Exercise objective — Using the entries below, return word for word the lines from the one containing "Mark the beige" up to and including the last.

★ ★ ★

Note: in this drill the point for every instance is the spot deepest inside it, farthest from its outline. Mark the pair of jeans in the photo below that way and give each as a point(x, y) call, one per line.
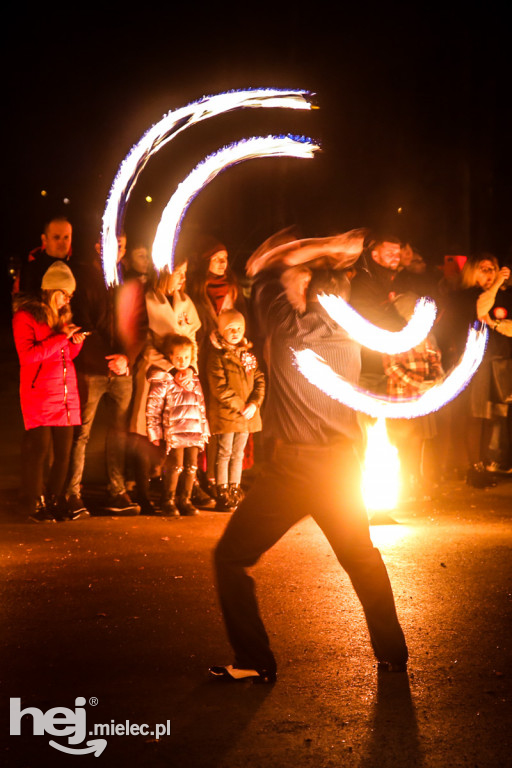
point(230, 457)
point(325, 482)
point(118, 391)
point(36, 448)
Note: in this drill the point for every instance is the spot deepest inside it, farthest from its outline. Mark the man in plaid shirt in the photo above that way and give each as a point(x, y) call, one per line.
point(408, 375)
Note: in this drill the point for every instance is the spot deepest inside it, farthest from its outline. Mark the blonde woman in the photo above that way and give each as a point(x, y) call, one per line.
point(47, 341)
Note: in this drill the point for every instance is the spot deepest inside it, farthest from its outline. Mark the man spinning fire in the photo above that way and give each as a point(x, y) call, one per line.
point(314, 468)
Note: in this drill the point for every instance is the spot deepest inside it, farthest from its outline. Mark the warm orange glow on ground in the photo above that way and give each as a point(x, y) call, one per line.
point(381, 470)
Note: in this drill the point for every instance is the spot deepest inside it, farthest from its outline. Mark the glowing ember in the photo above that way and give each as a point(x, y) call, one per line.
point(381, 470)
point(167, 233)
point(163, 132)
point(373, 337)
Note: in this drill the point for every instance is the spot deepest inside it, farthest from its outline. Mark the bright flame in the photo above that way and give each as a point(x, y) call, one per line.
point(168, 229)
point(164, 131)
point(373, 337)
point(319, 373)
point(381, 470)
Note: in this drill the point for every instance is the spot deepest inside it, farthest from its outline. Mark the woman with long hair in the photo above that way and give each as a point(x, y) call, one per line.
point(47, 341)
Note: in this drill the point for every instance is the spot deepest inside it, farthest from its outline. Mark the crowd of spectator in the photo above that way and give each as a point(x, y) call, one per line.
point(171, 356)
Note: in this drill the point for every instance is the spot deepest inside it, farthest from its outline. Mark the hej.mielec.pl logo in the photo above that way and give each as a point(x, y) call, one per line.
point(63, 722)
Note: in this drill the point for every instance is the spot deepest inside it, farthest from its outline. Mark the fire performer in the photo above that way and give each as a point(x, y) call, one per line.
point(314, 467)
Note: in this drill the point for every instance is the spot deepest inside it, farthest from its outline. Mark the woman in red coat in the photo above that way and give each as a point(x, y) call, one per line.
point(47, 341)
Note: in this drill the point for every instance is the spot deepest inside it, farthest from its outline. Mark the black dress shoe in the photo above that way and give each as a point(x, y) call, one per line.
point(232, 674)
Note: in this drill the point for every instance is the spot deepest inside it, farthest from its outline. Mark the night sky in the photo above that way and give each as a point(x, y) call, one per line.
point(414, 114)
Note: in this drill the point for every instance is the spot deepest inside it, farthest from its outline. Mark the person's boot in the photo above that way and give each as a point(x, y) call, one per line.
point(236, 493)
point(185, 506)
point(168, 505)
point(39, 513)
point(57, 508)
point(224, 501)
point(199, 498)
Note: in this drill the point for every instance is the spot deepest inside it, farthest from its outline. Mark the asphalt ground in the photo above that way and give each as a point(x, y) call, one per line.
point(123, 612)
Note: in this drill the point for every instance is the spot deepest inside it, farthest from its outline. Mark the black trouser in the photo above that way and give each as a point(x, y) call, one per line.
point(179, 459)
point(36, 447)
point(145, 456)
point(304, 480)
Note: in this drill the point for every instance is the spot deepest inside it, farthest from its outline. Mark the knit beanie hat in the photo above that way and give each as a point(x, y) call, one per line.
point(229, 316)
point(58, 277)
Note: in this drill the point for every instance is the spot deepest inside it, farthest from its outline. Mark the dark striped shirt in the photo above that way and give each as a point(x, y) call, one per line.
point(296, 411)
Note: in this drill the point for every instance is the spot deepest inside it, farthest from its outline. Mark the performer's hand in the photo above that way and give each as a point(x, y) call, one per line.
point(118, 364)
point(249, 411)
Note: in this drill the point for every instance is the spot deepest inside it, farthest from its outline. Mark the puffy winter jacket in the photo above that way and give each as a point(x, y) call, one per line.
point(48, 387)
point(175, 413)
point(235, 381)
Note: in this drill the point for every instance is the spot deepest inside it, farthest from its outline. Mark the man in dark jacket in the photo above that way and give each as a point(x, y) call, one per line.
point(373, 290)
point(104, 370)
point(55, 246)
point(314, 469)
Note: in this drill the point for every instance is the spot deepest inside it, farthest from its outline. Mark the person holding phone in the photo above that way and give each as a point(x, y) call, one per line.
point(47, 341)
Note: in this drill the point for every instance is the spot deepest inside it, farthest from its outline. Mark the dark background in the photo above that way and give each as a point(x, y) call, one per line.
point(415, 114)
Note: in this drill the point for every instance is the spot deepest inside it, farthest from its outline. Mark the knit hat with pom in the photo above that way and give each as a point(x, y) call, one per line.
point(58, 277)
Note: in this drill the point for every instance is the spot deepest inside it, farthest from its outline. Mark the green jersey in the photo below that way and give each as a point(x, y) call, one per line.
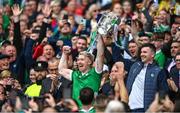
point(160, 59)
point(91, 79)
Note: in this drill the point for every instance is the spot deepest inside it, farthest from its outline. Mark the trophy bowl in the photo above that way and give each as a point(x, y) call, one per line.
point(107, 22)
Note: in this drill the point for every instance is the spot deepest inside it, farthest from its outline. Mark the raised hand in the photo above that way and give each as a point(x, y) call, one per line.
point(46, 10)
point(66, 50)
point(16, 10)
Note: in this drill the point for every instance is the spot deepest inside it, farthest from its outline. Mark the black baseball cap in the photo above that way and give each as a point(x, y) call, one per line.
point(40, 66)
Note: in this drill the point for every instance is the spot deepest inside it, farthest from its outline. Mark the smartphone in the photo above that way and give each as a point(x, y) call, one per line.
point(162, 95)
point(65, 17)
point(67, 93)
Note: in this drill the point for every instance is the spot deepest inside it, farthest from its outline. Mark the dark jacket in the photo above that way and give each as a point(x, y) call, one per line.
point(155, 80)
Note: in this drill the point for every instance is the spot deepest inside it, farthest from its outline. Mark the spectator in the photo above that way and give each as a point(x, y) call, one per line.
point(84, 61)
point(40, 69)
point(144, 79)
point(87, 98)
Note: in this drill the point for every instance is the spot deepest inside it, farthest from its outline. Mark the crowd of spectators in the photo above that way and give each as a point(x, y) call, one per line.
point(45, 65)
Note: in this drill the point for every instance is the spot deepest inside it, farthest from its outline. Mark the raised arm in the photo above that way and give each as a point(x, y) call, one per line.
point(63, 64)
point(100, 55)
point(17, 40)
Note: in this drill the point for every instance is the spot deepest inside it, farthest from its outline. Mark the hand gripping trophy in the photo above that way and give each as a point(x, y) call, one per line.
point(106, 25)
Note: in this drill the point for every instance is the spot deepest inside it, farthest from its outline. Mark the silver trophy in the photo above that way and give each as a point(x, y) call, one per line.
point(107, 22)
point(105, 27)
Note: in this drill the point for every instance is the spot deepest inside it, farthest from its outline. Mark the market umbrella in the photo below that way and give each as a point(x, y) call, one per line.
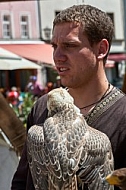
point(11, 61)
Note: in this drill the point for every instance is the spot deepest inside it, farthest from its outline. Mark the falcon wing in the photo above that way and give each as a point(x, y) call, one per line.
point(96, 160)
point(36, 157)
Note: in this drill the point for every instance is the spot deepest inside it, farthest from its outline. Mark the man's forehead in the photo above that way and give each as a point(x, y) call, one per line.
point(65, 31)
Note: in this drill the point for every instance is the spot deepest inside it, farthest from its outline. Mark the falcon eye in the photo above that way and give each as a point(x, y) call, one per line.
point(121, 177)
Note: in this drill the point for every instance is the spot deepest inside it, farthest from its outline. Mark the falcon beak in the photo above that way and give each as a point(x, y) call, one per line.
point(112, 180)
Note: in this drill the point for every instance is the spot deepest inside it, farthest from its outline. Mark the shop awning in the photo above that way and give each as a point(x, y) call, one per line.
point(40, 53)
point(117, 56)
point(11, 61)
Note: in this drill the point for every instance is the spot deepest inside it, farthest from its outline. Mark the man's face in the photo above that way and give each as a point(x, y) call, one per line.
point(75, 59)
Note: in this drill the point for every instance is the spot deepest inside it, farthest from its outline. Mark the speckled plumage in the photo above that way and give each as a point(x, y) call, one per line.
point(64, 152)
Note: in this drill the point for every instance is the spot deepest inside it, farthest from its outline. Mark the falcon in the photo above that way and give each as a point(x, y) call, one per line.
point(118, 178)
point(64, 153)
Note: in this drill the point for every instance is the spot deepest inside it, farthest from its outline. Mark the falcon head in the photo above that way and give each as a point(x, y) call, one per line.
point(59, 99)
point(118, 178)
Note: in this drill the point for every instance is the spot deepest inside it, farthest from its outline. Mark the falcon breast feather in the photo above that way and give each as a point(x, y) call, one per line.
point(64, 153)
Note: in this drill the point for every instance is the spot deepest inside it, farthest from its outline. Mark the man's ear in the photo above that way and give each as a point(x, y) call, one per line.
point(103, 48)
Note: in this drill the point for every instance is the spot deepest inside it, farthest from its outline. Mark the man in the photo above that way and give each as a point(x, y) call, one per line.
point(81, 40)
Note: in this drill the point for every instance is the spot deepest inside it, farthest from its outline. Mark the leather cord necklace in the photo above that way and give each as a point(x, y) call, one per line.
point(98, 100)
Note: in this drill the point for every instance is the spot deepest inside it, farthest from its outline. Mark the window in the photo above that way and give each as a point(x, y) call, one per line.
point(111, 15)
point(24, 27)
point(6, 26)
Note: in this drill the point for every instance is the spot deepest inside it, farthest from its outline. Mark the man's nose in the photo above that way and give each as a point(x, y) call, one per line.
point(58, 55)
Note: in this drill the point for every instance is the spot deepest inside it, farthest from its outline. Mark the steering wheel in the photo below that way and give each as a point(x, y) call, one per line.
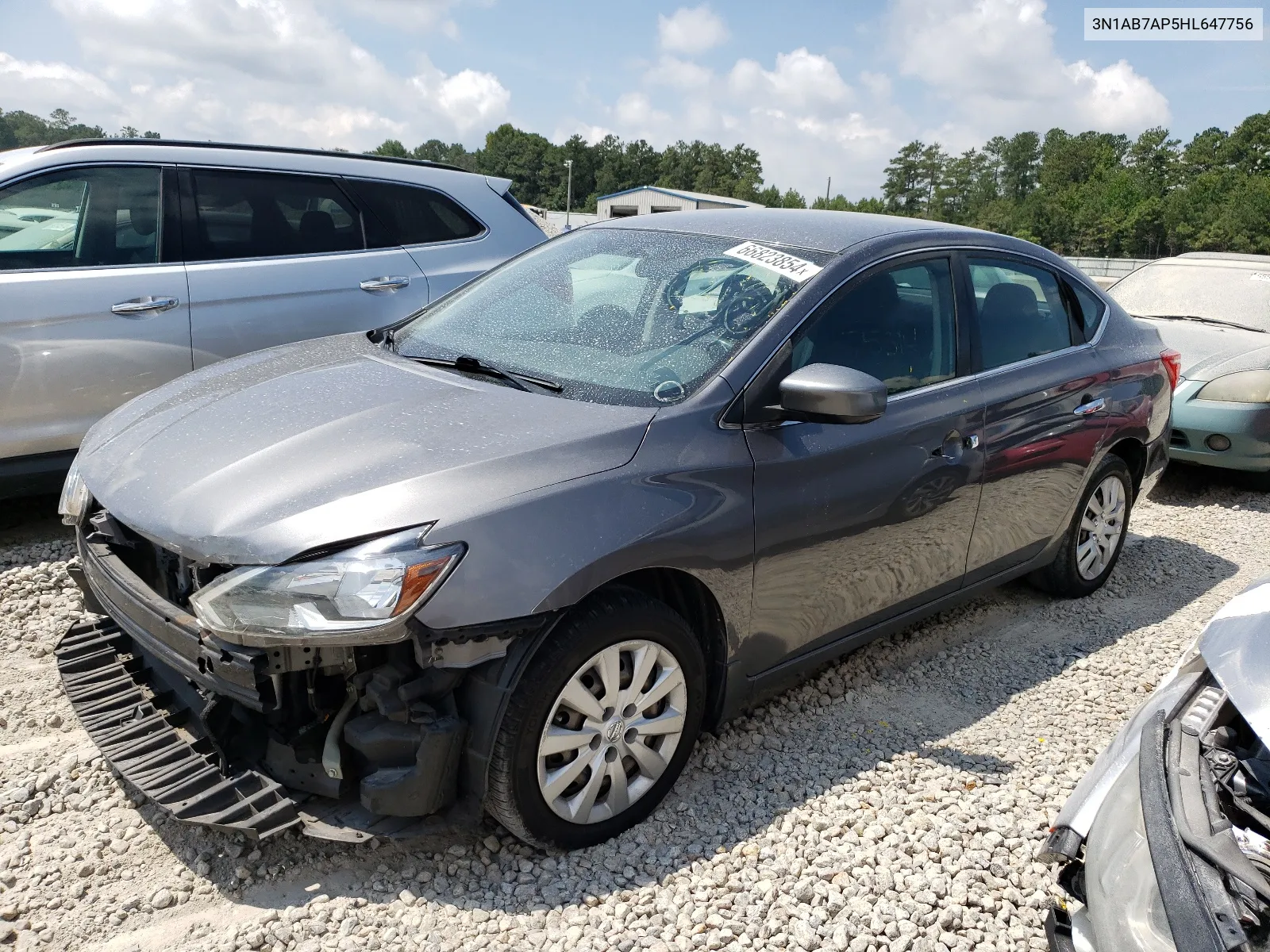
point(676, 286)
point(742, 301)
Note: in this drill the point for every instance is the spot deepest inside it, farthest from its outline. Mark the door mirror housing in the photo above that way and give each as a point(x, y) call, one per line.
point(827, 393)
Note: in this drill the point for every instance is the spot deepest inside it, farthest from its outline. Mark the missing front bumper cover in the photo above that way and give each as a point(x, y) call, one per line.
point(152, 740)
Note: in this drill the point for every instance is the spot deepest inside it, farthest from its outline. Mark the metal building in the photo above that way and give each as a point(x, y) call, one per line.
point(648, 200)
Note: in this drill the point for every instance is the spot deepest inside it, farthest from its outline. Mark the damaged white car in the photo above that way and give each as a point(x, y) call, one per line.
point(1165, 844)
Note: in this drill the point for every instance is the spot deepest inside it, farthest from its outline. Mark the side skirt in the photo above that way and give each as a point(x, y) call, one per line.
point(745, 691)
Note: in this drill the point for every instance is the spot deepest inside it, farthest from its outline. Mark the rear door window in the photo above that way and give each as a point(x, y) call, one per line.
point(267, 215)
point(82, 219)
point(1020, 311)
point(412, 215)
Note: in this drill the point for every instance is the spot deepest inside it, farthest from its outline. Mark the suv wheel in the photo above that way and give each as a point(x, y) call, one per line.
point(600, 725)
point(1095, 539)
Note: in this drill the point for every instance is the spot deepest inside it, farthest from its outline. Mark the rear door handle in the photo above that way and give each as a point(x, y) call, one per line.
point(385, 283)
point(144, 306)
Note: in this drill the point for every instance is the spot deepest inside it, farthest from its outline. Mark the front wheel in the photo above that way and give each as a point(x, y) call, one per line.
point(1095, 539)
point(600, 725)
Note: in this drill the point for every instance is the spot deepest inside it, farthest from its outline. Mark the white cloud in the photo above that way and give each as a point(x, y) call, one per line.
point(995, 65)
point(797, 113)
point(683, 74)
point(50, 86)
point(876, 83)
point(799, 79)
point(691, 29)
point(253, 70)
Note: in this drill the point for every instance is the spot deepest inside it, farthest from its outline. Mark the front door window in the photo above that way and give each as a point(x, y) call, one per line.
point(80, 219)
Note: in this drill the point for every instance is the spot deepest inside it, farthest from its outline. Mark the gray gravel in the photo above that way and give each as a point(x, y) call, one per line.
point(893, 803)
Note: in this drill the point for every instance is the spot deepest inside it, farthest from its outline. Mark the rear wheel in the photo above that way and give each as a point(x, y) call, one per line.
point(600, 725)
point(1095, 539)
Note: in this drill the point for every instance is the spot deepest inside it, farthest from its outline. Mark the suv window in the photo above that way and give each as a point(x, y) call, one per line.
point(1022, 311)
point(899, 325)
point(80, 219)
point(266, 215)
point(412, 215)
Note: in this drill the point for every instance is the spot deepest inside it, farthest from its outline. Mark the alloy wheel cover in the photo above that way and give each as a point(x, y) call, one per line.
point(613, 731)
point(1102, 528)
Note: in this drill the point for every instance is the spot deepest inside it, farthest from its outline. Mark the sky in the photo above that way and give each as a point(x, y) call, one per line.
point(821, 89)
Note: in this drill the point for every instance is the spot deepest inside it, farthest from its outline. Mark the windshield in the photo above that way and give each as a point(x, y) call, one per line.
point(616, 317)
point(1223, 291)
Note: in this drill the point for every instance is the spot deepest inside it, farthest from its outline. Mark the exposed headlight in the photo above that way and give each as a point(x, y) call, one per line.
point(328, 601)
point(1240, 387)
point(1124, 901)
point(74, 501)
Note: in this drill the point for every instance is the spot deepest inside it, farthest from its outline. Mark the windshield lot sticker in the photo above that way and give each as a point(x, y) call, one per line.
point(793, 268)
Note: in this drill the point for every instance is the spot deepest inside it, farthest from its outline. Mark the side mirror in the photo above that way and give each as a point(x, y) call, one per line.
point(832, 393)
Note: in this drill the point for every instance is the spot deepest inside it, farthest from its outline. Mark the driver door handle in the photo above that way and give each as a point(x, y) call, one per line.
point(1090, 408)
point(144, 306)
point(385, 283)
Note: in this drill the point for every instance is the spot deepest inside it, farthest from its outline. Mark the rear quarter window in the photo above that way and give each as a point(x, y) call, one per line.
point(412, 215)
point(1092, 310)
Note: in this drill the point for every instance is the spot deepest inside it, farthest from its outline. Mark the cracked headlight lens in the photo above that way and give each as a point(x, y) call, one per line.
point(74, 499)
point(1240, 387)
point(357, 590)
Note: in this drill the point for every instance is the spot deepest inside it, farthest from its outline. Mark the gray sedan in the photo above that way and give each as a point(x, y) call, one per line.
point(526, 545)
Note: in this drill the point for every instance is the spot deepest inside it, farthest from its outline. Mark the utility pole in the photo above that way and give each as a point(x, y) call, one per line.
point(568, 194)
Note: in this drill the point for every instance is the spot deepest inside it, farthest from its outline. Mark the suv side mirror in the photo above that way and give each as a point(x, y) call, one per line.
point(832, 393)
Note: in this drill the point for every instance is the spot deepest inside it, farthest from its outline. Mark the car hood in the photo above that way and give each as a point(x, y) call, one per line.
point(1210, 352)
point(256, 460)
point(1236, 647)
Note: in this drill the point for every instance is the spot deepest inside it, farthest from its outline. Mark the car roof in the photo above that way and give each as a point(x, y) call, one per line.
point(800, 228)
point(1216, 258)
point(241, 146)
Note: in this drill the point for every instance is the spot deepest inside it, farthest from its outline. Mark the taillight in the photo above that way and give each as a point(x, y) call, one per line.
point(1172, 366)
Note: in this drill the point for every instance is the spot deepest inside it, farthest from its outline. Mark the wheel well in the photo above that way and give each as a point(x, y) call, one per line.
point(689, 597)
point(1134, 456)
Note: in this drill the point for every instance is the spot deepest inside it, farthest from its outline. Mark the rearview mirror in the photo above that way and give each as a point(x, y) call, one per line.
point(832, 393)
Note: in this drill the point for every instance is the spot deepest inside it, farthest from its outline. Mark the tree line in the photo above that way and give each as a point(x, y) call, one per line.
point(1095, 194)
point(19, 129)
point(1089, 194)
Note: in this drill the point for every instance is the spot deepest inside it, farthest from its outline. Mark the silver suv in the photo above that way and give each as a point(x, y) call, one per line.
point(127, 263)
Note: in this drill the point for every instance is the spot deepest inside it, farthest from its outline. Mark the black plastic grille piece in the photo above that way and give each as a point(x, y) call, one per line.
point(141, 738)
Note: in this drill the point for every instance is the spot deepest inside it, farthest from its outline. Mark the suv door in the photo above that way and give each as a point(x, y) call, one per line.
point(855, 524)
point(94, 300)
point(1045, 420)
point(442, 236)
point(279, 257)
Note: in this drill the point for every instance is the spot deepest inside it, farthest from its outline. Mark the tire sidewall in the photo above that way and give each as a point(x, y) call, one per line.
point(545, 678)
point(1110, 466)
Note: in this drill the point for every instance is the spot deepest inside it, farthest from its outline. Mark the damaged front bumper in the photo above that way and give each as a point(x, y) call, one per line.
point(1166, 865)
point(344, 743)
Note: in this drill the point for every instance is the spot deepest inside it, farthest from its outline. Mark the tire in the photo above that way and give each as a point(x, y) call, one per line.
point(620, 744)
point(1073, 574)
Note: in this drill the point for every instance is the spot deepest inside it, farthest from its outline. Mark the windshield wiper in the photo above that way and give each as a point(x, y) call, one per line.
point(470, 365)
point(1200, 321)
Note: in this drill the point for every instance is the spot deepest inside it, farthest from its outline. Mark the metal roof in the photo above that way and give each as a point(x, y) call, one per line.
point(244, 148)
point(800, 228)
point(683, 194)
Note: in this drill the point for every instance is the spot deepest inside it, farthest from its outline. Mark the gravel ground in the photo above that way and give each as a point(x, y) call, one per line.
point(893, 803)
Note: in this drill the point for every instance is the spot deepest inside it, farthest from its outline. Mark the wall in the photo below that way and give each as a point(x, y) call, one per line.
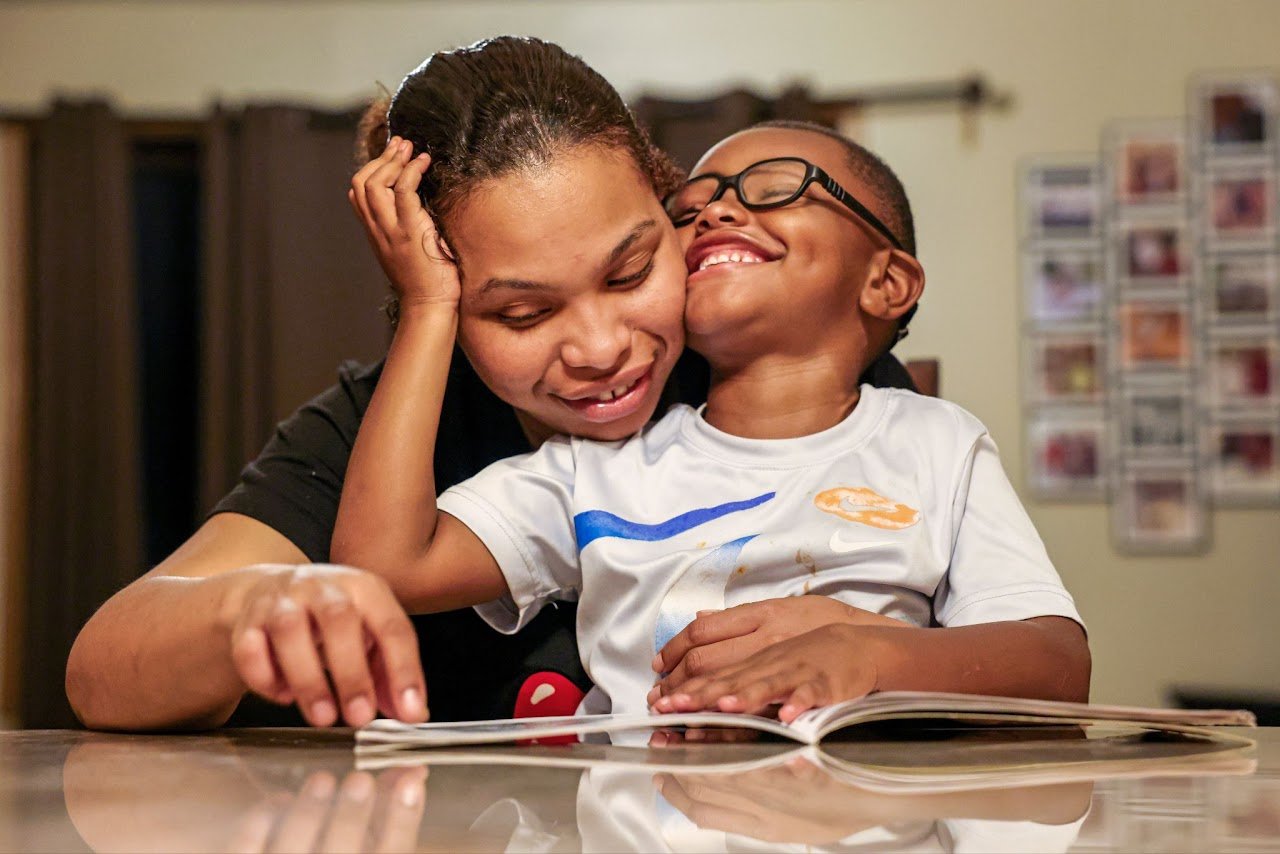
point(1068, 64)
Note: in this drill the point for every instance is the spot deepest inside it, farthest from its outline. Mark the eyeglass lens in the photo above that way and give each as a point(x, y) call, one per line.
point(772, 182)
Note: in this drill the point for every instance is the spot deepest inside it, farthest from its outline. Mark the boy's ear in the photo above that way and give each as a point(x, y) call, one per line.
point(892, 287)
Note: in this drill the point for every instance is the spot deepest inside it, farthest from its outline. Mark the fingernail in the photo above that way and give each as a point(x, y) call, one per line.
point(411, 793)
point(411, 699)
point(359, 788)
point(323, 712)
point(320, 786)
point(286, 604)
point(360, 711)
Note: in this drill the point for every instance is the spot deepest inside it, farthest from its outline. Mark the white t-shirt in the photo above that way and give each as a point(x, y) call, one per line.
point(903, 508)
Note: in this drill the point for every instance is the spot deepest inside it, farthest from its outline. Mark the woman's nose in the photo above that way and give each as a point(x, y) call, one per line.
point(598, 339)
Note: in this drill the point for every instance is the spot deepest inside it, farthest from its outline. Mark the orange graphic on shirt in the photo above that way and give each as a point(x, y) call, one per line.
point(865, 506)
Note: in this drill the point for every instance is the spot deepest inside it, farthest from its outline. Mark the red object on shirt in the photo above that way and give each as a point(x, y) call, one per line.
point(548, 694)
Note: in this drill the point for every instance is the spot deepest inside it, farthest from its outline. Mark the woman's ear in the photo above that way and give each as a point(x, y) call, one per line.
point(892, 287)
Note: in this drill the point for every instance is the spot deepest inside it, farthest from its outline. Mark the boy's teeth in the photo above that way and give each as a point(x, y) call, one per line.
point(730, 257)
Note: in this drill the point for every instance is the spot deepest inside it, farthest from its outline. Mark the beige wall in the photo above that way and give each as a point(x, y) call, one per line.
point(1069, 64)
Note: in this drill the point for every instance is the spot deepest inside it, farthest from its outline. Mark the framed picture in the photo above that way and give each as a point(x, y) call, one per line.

★ ★ ★

Answer space —
Note: in this drill the point for every instance is the spot deepest inside it, farthest from its outline. Mark the beige wall in the photo above that way and give each as a point(x, y) call, one per line.
point(1069, 64)
Note: in this drill the point for every instance is the spot deepest inside it, farthest from its outline. Mark the framed picture in the photo above that way and give each as a point(x, y) call, one per line.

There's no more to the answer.